Exercise directions = Return verbatim the entries below from the line containing "Quality assurance note: the calm" through the line containing "[[271, 536, 586, 581]]", with both of those lines included.

------ Recorded information ------

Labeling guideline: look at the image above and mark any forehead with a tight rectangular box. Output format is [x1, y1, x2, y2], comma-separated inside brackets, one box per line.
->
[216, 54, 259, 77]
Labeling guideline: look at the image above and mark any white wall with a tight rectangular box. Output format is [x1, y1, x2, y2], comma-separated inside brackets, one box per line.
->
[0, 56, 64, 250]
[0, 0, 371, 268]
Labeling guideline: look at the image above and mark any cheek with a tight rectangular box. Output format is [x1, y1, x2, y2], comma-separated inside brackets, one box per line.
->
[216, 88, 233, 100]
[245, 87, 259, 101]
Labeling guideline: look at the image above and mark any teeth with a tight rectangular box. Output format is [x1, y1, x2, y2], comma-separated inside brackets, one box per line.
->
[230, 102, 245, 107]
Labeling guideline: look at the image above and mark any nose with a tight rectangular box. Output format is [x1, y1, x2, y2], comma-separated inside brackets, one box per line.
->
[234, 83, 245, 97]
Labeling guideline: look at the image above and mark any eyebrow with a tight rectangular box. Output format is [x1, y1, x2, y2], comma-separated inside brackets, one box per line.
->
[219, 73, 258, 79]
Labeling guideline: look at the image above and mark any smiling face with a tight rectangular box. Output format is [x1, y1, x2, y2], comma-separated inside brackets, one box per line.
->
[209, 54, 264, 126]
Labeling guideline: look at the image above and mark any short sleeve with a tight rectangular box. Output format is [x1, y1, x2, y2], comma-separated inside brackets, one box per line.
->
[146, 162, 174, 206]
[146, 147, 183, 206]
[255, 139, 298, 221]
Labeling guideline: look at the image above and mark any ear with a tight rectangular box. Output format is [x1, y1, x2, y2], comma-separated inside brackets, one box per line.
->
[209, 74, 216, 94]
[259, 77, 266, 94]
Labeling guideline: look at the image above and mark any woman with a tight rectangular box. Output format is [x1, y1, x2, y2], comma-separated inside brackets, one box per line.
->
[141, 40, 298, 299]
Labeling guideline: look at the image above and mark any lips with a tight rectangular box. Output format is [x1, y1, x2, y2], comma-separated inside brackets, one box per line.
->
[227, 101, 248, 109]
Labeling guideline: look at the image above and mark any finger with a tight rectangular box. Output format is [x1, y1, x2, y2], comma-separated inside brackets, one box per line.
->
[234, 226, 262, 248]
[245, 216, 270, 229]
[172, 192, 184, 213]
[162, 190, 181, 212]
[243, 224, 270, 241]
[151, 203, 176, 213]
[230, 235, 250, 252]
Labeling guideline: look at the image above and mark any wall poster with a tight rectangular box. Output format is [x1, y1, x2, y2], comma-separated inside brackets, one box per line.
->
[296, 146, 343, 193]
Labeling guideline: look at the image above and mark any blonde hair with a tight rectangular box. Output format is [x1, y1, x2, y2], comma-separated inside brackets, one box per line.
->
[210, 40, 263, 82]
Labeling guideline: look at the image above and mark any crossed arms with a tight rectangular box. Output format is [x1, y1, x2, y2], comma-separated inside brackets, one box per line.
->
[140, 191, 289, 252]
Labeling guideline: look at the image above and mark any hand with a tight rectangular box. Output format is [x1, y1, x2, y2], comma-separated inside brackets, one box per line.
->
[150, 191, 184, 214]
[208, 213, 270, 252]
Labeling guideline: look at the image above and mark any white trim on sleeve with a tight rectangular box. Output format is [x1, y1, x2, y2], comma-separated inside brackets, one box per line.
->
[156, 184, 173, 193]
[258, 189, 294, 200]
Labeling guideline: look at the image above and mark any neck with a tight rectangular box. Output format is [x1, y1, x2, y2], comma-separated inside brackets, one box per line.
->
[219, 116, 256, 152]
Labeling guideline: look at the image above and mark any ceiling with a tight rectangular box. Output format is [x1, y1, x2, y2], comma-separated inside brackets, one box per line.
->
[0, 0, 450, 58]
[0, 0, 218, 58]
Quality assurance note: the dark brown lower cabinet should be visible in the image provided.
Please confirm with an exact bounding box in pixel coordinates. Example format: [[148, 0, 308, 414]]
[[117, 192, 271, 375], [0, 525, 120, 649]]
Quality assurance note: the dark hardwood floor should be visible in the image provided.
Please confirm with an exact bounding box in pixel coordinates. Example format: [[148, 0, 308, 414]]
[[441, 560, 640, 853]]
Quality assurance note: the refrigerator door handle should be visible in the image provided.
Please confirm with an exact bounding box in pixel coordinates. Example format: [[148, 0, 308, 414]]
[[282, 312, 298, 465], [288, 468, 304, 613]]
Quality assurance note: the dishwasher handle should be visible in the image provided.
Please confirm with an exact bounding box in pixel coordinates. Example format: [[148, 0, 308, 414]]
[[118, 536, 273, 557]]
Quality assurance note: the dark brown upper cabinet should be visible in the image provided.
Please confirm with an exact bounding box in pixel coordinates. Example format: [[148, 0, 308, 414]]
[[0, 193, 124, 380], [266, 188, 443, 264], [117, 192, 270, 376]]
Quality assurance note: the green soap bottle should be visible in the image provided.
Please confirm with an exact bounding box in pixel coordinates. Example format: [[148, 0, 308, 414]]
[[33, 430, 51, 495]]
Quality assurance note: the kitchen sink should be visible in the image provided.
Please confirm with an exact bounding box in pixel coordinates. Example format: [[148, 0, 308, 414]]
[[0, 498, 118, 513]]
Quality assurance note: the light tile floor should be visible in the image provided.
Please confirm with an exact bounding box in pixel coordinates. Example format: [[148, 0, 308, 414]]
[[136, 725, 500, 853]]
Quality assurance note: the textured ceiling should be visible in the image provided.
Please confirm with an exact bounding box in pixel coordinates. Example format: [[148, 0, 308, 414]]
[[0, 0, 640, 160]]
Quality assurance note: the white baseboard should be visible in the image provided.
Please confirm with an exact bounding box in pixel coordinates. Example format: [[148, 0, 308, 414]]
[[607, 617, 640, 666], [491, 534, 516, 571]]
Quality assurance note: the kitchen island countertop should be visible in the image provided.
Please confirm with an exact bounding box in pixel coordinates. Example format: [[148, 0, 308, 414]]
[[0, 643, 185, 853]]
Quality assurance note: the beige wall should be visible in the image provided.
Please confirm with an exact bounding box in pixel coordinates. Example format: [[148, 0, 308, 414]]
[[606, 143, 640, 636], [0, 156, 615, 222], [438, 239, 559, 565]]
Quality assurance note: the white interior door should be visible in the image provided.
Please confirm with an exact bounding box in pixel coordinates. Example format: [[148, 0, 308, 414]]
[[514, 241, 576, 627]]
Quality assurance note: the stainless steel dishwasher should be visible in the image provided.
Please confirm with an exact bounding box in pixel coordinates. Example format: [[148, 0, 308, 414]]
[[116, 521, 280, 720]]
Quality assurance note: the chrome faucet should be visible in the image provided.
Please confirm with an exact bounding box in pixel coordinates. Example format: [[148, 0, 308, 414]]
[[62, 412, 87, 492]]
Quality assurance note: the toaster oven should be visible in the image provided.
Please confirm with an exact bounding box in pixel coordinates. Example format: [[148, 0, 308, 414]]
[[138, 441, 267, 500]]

------
------ Recorded information ------

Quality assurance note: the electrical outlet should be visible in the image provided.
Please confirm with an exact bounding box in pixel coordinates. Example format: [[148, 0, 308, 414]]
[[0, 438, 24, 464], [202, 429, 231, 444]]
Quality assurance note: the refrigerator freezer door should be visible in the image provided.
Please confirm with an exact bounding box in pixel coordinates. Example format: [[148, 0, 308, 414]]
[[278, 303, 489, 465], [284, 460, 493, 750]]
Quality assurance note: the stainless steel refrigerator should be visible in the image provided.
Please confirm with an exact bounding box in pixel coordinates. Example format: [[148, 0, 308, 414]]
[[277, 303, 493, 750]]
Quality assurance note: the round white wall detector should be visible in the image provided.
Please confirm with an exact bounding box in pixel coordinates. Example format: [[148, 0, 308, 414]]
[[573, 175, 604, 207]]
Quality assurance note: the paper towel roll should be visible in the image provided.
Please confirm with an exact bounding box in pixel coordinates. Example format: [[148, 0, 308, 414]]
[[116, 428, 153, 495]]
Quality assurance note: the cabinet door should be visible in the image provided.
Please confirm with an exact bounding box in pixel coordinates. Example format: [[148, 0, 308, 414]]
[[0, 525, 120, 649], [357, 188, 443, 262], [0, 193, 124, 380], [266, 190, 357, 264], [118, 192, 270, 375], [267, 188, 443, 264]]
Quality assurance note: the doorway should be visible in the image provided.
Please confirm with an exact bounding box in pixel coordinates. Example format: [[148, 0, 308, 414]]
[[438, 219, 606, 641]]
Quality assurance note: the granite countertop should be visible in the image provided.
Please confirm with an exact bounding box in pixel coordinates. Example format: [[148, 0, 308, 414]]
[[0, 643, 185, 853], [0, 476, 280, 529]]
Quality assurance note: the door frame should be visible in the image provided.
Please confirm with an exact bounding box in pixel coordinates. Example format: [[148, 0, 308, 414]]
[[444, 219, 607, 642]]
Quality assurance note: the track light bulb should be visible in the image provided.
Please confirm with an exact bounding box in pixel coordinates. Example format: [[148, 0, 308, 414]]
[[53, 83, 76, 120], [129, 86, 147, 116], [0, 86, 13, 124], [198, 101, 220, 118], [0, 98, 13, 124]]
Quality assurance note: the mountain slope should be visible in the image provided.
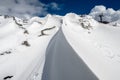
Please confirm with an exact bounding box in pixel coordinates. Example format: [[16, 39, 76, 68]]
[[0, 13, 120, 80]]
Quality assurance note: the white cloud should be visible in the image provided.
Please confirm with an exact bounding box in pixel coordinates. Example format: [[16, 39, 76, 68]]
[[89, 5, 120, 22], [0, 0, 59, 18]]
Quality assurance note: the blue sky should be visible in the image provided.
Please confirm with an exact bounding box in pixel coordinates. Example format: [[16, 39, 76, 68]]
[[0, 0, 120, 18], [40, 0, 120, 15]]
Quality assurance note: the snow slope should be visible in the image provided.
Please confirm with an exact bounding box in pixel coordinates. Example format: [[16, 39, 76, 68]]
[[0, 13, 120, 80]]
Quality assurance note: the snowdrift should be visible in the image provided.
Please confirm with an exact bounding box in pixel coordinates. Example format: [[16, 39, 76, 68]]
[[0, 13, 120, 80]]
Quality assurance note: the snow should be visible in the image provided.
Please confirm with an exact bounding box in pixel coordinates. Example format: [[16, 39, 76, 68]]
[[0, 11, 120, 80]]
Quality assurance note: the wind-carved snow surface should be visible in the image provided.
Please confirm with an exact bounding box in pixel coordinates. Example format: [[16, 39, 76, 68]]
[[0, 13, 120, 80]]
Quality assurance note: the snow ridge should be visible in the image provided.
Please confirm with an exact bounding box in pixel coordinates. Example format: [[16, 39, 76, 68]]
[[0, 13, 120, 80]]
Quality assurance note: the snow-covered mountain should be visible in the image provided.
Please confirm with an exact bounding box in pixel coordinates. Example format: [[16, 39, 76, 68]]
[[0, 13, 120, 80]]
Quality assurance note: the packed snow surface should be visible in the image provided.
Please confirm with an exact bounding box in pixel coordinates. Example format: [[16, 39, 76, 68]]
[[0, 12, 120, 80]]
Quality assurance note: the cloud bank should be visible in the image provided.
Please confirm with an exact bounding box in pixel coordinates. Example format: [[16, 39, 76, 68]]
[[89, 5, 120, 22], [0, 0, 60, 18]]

------
------ Recorded information ------

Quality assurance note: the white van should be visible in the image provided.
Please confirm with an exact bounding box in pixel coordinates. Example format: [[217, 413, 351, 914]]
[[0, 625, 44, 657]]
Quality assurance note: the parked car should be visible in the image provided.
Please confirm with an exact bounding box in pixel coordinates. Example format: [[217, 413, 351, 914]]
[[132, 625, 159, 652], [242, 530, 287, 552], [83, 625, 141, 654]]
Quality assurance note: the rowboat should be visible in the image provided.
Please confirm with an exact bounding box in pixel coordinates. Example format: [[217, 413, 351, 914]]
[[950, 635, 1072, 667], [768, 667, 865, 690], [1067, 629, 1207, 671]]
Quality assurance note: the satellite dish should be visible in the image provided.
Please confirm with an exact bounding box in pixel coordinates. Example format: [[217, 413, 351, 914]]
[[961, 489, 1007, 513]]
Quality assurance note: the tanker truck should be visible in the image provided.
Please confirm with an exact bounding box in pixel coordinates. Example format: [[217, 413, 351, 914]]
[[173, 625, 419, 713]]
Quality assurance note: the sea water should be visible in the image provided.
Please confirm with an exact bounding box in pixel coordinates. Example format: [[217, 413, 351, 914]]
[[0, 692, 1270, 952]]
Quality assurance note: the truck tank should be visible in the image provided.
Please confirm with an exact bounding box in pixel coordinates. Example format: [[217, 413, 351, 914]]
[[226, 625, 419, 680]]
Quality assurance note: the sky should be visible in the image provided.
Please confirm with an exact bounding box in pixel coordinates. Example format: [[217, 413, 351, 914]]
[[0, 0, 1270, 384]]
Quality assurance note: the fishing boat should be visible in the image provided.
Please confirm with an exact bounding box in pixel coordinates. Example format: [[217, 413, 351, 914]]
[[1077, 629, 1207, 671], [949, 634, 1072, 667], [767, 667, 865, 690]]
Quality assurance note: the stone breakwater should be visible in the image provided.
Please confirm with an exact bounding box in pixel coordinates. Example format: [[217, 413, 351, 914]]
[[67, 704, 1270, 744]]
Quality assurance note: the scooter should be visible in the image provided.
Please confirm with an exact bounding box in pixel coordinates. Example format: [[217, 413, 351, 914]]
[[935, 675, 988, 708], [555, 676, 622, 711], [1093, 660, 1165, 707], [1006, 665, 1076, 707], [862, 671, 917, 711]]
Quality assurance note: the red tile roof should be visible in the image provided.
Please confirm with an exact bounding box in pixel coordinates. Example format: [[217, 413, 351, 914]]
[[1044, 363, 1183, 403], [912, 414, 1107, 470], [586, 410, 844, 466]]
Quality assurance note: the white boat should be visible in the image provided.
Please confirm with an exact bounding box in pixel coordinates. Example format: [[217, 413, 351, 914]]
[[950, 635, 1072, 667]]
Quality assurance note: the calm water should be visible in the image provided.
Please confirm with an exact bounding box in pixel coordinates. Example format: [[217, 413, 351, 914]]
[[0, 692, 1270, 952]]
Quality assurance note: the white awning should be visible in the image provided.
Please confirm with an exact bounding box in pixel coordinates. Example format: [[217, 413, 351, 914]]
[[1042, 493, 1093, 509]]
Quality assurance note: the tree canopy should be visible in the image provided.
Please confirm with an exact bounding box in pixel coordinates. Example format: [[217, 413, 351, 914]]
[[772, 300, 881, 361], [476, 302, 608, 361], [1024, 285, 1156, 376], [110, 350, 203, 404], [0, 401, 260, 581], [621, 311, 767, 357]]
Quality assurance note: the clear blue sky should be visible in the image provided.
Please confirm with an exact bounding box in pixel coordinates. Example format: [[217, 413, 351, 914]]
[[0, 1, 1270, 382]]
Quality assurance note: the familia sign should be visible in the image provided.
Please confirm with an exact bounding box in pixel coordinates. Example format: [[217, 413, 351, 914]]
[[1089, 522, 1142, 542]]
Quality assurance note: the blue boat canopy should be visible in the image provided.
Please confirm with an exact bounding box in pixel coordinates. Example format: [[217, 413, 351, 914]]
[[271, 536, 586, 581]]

------

Written response =
Quality assurance note: the calm water should be visible in the image provided.
Please confirm with an exact bounding box in pixel coordinates. Example format: [[217, 413, 351, 914]]
[[0, 692, 1270, 952]]
Quality assurance note: the white awning should be visible in the image provided.
Please confirm with an exact bounding box in pixel coordinates. Example format: [[217, 413, 351, 914]]
[[1042, 493, 1093, 509]]
Quality assurance note: the tree canopy should be visible in the image provided.
Please confirm with an exact bounding box in pixel coordinates. Example format: [[217, 413, 351, 914]]
[[772, 300, 881, 361], [476, 302, 608, 361], [1024, 285, 1156, 376], [110, 350, 203, 404], [0, 401, 260, 581], [621, 311, 767, 357]]
Quality assurance note: the clear blue sky should be visible in the image provided.
Please confirm with an exact bounding box in pixel coordinates. Example format: [[217, 413, 351, 914]]
[[0, 1, 1270, 382]]
Quality assurance note: the familia sign should be visible in the image provided.
Please confirm with an exact bounding box in pixel coordinates. Example format: [[217, 413, 351, 914]]
[[1089, 522, 1142, 542]]
Quality assurance note: the blue boat canopy should be visible in the image provided.
Please confirm with an exact bounding box in pixel coordinates. Example format: [[217, 413, 351, 914]]
[[271, 536, 586, 581]]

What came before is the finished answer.